- [TE BEOORDELEN TEKST]:

* * * * *

13. Voor auto’s die zijn geproduceerd vóór 1 juni 2018 en die door de officiële importeur zijn aangemeld voor de restantvoorraadregeling mag tot 1 september 2019 worden uitgegaan van de testwaardes volgens de NEDC1 methode. Deze restantvoorraadregeling geldt voor alle lidstaten. Indien een auto wordt geïmporteerd uit de restantvoorraadregeling dan geldt voor deze auto evengoed dat mag worden uitgegaan van de CO2-uitstoot volgens de NEDC1 methode. Van welke testwaarde mag worden uitgegaan, is dus afhankelijk van de vraag of de auto is aangemeld voor de restantvoorraadregeling. Anders dan eiseres lijkt te stellen, is het niet zo dat voor te importeren voertuigen wordt uitgegaan van de testwaarde volgens de WLTP/NEDC2 methode en dat voor voertuigen op binnenlands grondgebied wordt uitgegaan van de testwaarde volgens de NEDC1 methode.
14. Overigens heeft eiseres met hetgeen zij heeft gesteld ook niet aannemelijk gemaakt dat uitsluitend door een verschil in testmethode voor de auto een hogere CO2-uitstoot is vastgesteld dan de CO2-uitstoot van een in technisch opzicht identieke auto die reeds op binnenlands grondgebied aanwezig is.
Rentevergoeding over teruggaaf
15. Gelet op het feit dat eiseres geen recht op een teruggaaf van Bpm heeft, behoeven haar stellingen over een rentevergoeding over teruggaaf geen behandeling.
16. Gelet op wat hiervoor is overwogen, dient het beroep ongegrond te worden verklaard.

* * * * *

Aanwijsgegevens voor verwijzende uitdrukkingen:
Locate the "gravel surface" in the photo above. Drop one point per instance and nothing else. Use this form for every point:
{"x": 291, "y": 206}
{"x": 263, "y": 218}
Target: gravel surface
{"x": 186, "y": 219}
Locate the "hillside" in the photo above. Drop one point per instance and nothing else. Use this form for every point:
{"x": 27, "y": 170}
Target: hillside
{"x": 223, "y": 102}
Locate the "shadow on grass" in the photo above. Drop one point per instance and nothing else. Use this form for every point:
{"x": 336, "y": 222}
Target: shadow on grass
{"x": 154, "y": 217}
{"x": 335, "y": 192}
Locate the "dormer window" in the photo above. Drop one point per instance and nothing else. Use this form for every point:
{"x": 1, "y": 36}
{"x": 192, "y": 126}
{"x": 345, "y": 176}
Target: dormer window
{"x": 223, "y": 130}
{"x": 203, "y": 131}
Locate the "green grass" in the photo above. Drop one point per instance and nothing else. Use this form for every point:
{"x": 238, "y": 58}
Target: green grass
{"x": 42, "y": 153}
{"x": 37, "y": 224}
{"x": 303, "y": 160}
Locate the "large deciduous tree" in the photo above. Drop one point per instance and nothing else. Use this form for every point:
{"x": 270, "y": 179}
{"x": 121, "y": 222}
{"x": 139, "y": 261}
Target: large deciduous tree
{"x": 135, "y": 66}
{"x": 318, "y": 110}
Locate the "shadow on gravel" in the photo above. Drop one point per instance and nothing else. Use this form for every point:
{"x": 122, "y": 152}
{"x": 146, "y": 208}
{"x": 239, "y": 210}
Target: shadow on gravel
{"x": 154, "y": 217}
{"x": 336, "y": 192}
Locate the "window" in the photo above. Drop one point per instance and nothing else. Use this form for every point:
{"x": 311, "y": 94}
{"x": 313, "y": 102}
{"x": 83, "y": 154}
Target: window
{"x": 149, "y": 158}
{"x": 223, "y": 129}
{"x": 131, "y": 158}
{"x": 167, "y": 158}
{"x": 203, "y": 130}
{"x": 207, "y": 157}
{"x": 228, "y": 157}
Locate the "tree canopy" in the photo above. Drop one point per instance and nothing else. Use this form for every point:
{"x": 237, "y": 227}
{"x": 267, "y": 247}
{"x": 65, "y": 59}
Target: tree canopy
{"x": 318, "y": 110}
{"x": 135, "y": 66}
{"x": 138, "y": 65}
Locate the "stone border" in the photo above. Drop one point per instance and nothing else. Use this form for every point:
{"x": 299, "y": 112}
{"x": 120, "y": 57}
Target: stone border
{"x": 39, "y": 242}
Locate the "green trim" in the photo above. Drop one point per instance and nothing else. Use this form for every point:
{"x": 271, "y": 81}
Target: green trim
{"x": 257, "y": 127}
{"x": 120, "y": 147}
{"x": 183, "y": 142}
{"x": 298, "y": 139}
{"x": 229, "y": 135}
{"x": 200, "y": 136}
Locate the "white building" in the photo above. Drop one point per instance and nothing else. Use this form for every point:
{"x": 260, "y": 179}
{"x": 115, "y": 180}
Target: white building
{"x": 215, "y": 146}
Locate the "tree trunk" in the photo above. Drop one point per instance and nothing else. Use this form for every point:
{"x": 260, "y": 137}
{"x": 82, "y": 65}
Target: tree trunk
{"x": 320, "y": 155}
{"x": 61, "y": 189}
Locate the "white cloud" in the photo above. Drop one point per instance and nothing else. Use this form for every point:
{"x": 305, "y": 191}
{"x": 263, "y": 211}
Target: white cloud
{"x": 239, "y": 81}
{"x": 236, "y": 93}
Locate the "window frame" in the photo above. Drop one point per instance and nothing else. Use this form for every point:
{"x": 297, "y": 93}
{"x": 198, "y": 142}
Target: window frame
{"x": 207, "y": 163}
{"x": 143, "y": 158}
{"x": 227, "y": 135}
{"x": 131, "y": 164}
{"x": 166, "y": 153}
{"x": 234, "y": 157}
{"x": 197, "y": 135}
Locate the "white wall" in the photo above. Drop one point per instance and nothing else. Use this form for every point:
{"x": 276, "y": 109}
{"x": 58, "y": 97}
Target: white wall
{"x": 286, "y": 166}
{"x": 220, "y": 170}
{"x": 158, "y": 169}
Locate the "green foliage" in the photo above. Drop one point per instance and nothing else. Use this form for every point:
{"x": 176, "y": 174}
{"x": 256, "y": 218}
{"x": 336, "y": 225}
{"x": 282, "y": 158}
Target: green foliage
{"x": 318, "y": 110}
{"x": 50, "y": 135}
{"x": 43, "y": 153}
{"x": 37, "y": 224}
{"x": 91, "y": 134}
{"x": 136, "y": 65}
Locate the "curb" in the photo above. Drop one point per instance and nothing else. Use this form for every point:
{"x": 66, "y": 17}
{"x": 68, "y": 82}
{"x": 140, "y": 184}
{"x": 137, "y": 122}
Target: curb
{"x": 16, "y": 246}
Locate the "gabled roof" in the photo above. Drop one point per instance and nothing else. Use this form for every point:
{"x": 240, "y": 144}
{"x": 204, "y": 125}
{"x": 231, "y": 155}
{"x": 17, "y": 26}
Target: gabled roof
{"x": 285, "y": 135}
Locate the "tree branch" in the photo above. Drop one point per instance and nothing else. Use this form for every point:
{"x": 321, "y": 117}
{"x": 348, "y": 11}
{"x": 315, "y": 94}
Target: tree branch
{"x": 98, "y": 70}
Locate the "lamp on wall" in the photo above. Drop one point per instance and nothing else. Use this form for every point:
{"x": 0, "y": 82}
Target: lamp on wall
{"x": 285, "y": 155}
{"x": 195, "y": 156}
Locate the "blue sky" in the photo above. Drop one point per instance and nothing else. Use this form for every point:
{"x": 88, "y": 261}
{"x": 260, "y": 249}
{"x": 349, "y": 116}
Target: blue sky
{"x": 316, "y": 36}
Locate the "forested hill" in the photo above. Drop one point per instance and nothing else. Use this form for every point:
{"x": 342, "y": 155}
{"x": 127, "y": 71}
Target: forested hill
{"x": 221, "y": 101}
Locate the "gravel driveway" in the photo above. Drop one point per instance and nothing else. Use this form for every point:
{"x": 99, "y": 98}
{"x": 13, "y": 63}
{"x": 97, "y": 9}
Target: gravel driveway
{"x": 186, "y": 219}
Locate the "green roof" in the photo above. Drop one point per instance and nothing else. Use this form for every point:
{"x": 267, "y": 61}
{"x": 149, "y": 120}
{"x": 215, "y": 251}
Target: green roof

* * * * *

- [OPDRACHT 1]: Tot welke datum mag volgens de tekst over de Bpm worden uitgegaan van de testwaardes volgens de NEDC1-methode voor auto's die zijn aangemeld voor de restantvoorraadregeling?
- [OPDRACHT 2]: Noem alle alineanummers die in de tekst over de Bpm voorkomen.
- [OPDRACHT 3]: Schrijf in de tekst over de Bpm het stuk van "14. Overigens heeft" tot en met "teruggaaf geen behandeling." opnieuw op en wissel daarbij "eiseres" in voor "belanghebbende".
De lijst heeft niets met de tekst te maken.

- [RESULTAAT 1]: Tot 1 september 2019.

- [RESULTAAT 2]: 13, 14, 15 en 16

- [RESULTAAT 3]:
14. Overigens heeft belanghebbende met hetgeen zij heeft gesteld ook niet aannemelijk gemaakt dat uitsluitend door een verschil in testmethode voor de auto een hogere CO2-uitstoot is vastgesteld dan de CO2-uitstoot van een in technisch opzicht identieke auto die reeds op binnenlands grondgebied aanwezig is.
Rentevergoeding over teruggaaf
15. Gelet op het feit dat belanghebbende geen recht op een teruggaaf van Bpm heeft, behoeven haar stellingen over een rentevergoeding over teruggaaf geen behandeling.